Data for the task:
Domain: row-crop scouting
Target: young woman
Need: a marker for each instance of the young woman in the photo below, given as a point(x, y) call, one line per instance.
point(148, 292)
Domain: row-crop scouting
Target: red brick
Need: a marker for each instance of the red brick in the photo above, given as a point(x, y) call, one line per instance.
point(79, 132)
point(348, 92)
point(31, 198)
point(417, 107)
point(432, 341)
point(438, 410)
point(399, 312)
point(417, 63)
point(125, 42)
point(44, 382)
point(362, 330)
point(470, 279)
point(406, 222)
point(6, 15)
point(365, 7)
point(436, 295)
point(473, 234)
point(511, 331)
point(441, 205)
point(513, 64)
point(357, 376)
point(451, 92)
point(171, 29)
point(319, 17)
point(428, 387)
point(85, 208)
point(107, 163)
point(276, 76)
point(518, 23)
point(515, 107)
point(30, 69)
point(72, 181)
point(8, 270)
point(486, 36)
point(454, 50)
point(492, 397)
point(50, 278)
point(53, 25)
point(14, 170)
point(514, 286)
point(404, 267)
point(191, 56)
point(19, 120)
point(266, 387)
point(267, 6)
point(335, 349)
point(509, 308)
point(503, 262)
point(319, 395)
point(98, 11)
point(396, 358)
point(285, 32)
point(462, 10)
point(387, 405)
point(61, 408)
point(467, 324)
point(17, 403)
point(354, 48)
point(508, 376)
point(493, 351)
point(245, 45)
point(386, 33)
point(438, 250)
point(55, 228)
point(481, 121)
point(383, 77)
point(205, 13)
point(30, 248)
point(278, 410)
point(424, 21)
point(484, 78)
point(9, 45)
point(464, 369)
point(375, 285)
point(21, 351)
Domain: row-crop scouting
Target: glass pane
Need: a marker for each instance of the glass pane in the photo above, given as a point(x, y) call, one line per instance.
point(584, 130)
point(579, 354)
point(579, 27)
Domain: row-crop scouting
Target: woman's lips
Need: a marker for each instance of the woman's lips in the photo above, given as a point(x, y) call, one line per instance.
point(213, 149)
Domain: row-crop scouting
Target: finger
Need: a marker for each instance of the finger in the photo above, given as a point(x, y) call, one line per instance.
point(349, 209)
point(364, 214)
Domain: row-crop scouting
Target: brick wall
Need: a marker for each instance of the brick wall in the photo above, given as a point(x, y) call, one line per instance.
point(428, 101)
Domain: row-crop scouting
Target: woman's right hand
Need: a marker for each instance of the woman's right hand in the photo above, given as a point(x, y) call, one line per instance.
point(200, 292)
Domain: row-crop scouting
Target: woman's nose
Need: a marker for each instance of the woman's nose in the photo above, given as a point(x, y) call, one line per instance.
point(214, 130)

Exercise goal: What you need to do is retype all the entries exactly as written.

Output:
Domain: row-crop scouting
Target: young woman
Need: a marker for each instance of the young woman in the photo below, given as a point(x, y) call, one line per instance.
point(148, 292)
Domain: row-crop scouting
Target: red brick
Need: a marker for each instance of the red brick in the photo above, given as a point(x, y) call, one line per instance.
point(79, 132)
point(348, 92)
point(31, 198)
point(417, 107)
point(432, 341)
point(438, 410)
point(399, 312)
point(417, 63)
point(125, 42)
point(44, 382)
point(362, 330)
point(470, 279)
point(406, 222)
point(6, 15)
point(365, 7)
point(436, 295)
point(473, 234)
point(511, 331)
point(441, 205)
point(513, 64)
point(357, 376)
point(451, 92)
point(171, 29)
point(319, 17)
point(428, 387)
point(85, 208)
point(107, 163)
point(276, 76)
point(518, 23)
point(515, 107)
point(30, 69)
point(72, 181)
point(8, 270)
point(486, 36)
point(454, 50)
point(492, 397)
point(50, 278)
point(53, 25)
point(14, 170)
point(514, 286)
point(404, 267)
point(191, 56)
point(19, 120)
point(266, 387)
point(267, 6)
point(335, 349)
point(509, 308)
point(503, 262)
point(319, 395)
point(98, 11)
point(396, 358)
point(285, 32)
point(462, 10)
point(387, 405)
point(61, 408)
point(467, 324)
point(17, 403)
point(354, 48)
point(508, 376)
point(493, 351)
point(245, 45)
point(386, 33)
point(438, 250)
point(55, 228)
point(481, 121)
point(383, 77)
point(205, 13)
point(30, 248)
point(278, 410)
point(424, 21)
point(484, 78)
point(9, 45)
point(464, 369)
point(375, 285)
point(21, 351)
Domain: row-crop scouting
Target: glass pane
Need: a marker for each instance of the glass pane in the photo above, given as a point(x, y) call, one line per instance.
point(584, 130)
point(579, 354)
point(579, 27)
Domain: row-crop scouting
Target: woman's lips
Need: a marker for each instance of the woman's lips in the photo above, given as a point(x, y) call, one line per instance.
point(213, 149)
Domain: row-crop scouting
Target: finger
Need: a marker for each instance of the finger in the photo above, given as a point(x, y) call, one line per instance.
point(349, 209)
point(364, 214)
Domain: row-crop scouting
Target: brick wall
Need: a marker for each instance of the brick wall in the photo above, given as a point(x, y) call, one line per instance.
point(428, 101)
Domain: row-crop scouting
Target: woman's right hand
Need: a marker for each instance of the woman's right hand in the photo above, given as a point(x, y) call, one line per instance.
point(200, 292)
Domain: row-crop scouting
Target: woman's nose
Need: a marker for each instance of the woman's nose in the photo above, given as a point(x, y) call, one line per instance.
point(214, 130)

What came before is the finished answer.